[Material for the task start]
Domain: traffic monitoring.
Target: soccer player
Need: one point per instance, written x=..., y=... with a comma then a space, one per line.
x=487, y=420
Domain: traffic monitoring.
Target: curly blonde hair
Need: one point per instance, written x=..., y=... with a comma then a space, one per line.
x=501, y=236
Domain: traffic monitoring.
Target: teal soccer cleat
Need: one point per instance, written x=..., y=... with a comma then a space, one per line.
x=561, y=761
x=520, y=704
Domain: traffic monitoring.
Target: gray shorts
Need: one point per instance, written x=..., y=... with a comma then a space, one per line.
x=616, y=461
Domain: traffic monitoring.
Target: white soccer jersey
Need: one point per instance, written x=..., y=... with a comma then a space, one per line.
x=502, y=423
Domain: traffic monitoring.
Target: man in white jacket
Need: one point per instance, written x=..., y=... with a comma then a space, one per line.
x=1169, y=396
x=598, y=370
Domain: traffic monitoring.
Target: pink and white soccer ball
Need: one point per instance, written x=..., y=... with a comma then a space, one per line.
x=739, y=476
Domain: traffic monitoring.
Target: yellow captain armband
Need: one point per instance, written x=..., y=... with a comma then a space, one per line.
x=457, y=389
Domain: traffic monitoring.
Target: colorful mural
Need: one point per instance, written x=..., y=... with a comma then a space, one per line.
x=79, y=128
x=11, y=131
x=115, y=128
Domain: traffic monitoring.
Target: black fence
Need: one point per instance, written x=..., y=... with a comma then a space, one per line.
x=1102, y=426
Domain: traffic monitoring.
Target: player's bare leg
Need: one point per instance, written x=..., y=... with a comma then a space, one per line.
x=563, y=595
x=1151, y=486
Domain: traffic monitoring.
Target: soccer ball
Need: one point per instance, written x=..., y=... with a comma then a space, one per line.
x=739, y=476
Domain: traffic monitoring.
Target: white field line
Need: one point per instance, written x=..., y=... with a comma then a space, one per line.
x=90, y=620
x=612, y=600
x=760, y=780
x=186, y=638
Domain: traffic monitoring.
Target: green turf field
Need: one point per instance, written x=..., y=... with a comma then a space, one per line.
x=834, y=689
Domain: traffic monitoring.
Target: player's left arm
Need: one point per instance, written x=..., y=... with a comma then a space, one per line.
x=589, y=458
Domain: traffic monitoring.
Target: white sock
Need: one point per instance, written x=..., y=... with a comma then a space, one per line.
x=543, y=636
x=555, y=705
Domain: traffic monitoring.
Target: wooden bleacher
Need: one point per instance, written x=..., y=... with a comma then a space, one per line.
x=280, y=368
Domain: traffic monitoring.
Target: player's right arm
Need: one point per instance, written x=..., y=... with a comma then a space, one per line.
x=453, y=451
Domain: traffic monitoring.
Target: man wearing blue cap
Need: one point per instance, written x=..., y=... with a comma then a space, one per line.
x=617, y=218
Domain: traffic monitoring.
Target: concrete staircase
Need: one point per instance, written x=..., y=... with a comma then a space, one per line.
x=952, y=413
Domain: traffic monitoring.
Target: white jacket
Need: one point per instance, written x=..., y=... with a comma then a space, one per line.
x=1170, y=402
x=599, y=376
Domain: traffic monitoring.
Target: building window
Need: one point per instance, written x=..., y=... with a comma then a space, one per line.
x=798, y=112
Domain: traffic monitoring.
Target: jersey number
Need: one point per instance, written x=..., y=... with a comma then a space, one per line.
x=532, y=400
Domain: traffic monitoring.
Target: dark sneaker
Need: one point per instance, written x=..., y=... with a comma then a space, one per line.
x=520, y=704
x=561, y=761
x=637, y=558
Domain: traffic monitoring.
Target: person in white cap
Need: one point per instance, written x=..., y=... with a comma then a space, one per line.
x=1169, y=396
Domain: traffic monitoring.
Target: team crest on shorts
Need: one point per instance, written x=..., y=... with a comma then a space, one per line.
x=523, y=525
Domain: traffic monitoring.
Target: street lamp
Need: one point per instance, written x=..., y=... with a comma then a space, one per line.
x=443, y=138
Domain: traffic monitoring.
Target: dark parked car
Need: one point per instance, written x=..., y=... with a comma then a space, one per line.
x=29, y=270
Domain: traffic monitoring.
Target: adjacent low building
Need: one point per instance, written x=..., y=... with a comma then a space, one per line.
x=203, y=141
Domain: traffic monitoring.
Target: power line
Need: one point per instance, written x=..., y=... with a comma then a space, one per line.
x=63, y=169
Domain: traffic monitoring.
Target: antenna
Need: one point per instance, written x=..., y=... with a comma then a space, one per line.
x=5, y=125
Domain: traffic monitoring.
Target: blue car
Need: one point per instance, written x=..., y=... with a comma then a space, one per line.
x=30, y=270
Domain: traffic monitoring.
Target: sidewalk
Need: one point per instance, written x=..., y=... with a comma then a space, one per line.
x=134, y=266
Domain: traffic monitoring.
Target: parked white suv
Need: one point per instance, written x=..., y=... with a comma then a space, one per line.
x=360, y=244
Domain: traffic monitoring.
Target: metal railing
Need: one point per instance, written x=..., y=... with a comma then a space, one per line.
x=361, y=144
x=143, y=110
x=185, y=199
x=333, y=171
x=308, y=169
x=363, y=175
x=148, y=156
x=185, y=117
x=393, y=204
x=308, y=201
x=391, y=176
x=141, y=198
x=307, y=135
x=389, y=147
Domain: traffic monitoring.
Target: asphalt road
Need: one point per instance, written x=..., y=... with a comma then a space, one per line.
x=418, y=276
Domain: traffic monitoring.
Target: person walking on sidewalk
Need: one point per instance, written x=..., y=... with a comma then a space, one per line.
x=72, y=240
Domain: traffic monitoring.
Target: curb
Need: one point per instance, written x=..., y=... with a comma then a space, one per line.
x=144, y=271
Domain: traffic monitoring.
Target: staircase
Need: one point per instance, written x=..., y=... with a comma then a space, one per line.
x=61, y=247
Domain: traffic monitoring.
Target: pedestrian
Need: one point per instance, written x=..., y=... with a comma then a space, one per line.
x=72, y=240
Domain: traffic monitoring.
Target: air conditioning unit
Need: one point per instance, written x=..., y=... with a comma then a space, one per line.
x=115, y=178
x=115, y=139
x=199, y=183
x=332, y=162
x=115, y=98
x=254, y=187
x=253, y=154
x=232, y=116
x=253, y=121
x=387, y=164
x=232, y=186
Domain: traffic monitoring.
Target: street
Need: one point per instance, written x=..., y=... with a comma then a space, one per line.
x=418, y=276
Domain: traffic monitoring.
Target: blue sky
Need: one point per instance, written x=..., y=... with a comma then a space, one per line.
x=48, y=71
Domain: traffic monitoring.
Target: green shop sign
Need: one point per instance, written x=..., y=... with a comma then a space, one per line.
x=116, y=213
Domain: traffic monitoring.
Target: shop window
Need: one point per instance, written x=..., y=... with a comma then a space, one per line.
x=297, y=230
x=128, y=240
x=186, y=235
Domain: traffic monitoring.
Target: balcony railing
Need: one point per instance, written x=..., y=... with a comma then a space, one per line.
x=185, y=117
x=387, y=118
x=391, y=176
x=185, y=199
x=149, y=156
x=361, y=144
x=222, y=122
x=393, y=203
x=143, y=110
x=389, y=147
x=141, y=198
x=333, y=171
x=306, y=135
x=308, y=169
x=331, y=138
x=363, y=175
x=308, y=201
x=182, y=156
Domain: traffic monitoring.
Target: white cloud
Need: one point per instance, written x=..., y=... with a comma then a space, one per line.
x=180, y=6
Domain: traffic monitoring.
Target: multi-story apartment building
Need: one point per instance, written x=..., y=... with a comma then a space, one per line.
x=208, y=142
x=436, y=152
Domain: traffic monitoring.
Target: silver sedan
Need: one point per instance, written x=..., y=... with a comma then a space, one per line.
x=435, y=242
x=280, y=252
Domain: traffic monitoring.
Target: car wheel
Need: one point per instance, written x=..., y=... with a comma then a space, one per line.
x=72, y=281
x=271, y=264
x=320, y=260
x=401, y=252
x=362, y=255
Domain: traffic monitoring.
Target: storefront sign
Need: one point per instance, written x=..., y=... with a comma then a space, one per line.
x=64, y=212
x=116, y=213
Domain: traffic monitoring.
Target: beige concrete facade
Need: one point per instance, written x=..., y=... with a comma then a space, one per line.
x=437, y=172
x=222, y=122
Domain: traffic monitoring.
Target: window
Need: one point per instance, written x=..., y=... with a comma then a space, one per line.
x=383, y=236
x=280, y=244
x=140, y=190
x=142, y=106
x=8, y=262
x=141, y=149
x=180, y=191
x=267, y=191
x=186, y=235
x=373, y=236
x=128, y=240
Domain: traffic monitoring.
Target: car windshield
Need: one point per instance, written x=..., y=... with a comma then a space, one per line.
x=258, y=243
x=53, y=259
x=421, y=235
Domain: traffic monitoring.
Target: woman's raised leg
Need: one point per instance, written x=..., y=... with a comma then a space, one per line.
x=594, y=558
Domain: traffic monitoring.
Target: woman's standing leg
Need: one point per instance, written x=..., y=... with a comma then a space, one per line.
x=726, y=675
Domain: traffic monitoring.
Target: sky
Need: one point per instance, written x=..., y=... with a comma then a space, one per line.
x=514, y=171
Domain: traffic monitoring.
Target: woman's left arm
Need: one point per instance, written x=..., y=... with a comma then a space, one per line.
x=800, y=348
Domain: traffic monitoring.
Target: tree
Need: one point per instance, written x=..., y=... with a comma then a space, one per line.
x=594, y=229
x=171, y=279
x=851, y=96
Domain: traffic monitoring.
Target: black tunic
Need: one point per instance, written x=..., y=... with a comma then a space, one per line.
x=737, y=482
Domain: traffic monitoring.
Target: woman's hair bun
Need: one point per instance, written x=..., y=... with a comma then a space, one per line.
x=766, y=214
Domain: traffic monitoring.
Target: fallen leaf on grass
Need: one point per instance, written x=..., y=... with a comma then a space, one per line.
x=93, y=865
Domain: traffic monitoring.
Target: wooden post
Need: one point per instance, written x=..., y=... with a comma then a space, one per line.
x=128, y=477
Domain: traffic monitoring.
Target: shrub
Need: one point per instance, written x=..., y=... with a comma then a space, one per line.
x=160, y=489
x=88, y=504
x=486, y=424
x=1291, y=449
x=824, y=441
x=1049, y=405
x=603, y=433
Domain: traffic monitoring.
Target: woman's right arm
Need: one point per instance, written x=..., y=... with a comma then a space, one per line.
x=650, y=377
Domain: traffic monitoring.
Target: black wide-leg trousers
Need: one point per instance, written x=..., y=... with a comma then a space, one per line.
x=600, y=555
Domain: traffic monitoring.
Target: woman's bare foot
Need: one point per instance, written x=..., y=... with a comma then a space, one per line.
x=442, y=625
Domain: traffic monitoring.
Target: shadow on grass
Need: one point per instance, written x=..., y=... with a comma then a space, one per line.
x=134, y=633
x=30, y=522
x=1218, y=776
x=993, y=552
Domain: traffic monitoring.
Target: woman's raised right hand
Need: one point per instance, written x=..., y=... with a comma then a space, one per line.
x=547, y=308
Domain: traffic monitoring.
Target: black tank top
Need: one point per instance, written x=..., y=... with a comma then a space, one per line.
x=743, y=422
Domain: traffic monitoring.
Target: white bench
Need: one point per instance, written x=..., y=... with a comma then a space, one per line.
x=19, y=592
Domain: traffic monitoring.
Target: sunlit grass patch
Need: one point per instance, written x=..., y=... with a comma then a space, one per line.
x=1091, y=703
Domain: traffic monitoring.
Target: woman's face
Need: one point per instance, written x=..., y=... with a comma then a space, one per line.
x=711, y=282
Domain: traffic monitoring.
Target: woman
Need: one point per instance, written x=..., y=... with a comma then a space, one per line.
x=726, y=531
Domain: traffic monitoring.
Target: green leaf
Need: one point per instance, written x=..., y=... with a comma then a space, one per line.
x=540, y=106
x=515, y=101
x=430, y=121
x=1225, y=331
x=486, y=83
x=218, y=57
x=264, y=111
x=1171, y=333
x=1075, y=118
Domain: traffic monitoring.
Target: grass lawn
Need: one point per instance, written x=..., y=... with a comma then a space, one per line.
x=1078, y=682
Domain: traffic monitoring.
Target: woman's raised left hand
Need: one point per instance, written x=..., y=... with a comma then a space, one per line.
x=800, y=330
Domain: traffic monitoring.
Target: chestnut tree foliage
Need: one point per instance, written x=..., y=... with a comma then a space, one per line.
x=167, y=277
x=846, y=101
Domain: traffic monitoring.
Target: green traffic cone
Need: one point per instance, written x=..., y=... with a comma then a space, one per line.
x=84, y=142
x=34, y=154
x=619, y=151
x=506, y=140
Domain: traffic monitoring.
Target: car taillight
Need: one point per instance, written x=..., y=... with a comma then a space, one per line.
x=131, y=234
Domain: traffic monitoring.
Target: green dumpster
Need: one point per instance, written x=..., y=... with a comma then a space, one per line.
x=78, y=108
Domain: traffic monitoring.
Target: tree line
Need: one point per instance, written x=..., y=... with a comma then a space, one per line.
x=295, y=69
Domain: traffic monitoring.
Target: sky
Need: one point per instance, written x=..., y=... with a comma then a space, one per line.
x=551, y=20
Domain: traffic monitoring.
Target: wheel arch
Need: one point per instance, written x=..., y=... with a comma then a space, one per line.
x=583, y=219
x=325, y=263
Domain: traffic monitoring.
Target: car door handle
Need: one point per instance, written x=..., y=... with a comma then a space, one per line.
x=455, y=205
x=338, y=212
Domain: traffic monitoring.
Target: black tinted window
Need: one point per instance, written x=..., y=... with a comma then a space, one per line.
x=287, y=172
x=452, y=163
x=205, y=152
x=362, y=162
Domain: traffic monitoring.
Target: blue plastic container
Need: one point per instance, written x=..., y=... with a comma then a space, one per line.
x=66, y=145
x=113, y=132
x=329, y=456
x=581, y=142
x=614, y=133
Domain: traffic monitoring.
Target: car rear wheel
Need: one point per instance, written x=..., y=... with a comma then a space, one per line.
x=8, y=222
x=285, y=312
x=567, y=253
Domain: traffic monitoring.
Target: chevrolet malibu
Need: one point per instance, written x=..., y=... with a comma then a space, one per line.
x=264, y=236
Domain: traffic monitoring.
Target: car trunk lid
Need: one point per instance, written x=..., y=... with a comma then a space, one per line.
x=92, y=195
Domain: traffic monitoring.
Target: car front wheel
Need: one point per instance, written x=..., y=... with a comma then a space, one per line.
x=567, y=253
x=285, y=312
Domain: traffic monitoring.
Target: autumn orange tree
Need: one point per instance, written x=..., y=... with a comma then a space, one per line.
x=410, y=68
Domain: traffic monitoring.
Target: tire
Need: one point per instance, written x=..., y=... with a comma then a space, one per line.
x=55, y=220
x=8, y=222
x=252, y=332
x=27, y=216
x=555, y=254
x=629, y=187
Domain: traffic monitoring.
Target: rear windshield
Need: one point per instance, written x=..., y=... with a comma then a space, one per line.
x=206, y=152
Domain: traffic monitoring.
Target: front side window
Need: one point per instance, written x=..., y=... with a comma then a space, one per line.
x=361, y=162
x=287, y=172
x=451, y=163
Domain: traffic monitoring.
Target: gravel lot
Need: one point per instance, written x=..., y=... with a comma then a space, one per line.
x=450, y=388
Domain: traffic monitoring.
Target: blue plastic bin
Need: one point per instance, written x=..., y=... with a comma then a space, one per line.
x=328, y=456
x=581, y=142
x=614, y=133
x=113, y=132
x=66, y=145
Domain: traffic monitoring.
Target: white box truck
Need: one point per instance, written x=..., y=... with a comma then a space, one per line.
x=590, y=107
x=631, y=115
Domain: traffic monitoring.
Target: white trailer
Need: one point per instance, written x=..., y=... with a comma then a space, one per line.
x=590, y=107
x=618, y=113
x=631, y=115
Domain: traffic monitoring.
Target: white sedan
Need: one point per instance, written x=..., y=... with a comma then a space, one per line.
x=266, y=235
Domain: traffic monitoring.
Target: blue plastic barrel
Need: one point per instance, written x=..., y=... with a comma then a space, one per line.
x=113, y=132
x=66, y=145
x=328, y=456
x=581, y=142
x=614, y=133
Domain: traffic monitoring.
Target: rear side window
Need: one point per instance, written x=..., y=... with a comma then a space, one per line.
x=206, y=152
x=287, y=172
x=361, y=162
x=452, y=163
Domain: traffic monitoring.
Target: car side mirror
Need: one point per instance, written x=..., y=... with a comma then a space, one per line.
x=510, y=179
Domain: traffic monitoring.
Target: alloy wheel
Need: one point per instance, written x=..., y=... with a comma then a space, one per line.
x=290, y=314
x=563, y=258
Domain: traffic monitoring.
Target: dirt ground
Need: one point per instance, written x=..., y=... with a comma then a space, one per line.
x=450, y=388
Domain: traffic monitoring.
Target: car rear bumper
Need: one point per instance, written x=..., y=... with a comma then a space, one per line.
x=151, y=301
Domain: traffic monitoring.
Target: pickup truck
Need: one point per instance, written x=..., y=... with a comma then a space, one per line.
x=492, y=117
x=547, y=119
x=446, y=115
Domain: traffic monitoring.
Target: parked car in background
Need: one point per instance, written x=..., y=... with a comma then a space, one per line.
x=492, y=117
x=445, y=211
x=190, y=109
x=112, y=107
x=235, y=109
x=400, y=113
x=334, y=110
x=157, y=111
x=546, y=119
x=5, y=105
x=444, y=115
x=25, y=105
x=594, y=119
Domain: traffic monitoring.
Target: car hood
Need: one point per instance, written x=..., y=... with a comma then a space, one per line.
[Material for the task end]
_Problem to work on_. Lay out everything from the start of the records down to the line containing "x=487, y=420" as a JSON list of strings, one string per line and blank lines left out.

_Reply_.
[
  "Domain: traffic monitoring.",
  "Target: soccer player",
  "Need: one point per instance, written x=..., y=... with a comma then a space, one per line.",
  "x=487, y=420"
]